* _TASK TO COMPLETE_
Copy out word for word the lines of the material below, starting at the line that contains "Exercise. For every instance of the green" and ending at the line that contains "point(364, 96)".

──────── INPUT RECORDS

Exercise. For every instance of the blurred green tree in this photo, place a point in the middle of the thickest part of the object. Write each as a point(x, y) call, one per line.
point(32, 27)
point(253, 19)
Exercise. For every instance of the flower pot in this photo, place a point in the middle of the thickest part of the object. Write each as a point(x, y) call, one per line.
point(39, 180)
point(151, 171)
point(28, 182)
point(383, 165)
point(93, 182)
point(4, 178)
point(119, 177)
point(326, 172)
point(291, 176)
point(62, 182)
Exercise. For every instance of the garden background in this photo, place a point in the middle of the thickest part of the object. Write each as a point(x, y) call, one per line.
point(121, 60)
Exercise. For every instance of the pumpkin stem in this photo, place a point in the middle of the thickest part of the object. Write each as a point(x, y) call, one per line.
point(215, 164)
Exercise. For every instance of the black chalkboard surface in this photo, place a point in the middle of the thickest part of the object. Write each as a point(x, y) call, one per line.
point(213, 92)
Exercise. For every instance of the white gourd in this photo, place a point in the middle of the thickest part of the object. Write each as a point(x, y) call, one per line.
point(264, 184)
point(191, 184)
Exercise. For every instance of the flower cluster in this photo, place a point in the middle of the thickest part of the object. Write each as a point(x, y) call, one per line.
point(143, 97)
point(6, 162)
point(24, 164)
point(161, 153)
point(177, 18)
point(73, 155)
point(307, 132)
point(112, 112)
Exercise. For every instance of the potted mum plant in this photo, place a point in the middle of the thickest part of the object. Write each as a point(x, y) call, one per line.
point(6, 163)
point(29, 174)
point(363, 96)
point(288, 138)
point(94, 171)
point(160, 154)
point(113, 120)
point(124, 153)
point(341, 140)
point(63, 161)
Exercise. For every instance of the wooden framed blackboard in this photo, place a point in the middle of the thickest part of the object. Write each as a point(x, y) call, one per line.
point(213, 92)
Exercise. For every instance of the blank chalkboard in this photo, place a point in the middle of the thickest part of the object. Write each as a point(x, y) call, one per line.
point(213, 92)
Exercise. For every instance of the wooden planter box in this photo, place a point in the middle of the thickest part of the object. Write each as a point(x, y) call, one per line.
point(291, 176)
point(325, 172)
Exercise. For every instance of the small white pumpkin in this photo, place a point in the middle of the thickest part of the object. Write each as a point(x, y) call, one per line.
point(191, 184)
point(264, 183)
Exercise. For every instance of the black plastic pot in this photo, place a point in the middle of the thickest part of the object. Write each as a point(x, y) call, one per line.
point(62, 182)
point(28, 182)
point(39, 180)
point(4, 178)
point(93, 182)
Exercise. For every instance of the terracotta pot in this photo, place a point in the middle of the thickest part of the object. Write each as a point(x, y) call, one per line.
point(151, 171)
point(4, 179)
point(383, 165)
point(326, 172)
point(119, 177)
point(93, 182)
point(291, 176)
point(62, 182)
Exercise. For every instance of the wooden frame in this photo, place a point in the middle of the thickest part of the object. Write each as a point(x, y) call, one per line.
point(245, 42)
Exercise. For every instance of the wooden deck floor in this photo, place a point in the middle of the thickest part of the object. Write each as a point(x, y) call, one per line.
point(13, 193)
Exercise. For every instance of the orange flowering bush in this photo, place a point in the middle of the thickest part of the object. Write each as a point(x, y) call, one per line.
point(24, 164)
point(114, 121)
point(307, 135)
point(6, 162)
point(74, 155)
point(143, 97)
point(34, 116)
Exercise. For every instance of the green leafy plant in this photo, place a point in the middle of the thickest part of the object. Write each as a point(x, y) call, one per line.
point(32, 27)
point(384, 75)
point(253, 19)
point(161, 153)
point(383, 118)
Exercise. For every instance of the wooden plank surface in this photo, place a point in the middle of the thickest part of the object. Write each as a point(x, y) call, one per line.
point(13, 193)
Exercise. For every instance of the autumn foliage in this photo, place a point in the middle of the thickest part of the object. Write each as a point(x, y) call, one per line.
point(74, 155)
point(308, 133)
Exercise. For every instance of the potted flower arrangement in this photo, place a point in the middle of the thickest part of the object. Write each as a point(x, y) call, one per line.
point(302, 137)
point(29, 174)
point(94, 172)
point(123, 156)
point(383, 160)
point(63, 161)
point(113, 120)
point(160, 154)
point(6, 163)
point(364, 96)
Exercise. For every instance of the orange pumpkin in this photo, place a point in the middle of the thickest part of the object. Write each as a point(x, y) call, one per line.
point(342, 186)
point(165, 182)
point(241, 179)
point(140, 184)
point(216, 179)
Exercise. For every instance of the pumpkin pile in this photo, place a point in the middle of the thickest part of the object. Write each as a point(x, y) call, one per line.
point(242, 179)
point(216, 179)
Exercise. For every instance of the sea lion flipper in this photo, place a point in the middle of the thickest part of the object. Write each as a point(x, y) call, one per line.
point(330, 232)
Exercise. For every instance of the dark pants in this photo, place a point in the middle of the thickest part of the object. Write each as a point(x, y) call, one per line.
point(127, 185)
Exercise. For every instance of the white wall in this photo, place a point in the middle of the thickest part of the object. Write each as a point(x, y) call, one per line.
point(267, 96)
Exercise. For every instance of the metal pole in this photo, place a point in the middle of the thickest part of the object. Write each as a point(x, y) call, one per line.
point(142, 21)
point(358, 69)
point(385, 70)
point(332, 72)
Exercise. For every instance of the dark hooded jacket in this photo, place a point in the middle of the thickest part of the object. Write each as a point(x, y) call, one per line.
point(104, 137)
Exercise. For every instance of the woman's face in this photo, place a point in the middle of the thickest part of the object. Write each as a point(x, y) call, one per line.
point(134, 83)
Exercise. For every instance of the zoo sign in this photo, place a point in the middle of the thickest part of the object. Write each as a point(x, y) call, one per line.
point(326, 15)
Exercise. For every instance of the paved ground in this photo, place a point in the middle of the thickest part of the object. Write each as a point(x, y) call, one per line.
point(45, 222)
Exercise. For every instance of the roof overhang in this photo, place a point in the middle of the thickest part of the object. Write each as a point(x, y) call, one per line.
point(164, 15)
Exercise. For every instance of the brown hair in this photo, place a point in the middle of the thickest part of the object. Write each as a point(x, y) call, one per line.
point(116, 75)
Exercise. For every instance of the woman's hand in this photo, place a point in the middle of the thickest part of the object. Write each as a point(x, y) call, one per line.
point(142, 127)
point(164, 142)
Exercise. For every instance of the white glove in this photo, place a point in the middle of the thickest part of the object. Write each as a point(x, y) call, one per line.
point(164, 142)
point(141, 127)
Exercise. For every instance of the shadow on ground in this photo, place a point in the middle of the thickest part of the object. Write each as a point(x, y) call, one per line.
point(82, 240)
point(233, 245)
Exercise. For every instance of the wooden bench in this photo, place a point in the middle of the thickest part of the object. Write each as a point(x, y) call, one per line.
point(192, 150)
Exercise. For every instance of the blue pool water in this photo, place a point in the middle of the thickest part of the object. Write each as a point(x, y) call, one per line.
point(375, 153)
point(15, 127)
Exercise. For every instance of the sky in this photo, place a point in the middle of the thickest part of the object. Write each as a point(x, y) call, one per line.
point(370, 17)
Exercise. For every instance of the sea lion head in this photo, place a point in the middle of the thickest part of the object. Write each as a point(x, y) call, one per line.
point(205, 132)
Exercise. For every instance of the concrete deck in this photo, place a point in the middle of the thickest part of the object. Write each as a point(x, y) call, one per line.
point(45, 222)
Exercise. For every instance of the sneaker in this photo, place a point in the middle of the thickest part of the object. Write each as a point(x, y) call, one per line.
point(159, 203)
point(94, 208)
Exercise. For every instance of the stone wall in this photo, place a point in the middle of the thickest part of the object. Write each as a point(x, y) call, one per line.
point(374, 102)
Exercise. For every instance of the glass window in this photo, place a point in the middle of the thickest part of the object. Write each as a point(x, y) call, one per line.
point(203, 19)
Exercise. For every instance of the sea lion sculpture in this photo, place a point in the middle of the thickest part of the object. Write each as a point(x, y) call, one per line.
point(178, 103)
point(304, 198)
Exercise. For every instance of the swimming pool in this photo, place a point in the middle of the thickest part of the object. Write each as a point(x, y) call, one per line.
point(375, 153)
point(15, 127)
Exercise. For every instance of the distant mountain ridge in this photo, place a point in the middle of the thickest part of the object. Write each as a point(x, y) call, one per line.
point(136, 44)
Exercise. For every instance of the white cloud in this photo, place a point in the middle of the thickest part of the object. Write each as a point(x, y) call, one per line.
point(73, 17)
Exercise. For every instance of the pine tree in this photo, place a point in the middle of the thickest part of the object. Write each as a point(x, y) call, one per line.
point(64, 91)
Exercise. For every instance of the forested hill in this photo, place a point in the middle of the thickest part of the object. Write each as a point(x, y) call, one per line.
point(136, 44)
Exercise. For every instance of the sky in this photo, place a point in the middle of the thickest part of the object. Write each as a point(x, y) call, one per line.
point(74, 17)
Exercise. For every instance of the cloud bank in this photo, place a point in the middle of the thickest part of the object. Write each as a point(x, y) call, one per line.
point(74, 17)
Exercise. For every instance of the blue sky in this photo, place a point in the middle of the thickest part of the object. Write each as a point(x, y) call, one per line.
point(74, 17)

────────────────

* _COMPLETE ANSWER_
Exercise. For every instance of the green leafy plant in this photo, place a point in the middle of the thickest part of the object. Write each as a point(x, y) call, one per line.
point(32, 27)
point(384, 75)
point(253, 19)
point(161, 153)
point(383, 118)
Exercise. For every instance of the wooden plank surface in this photo, place a point in the middle of the thickest part of the object. Write each as a point(x, y) call, one per line.
point(13, 193)
Exercise. For every instance of the autumn foliage in this photo, place a point in the middle of the thickest part of the object. Write each as a point(x, y) call, one per line.
point(74, 155)
point(308, 133)
Exercise. For every instance of the potted flower arrangement in this photo, place a point in the middle of the thickest part of the object. Write each as a point(x, y) call, one per line.
point(302, 137)
point(29, 174)
point(94, 172)
point(123, 156)
point(383, 160)
point(63, 161)
point(113, 120)
point(160, 154)
point(6, 163)
point(364, 96)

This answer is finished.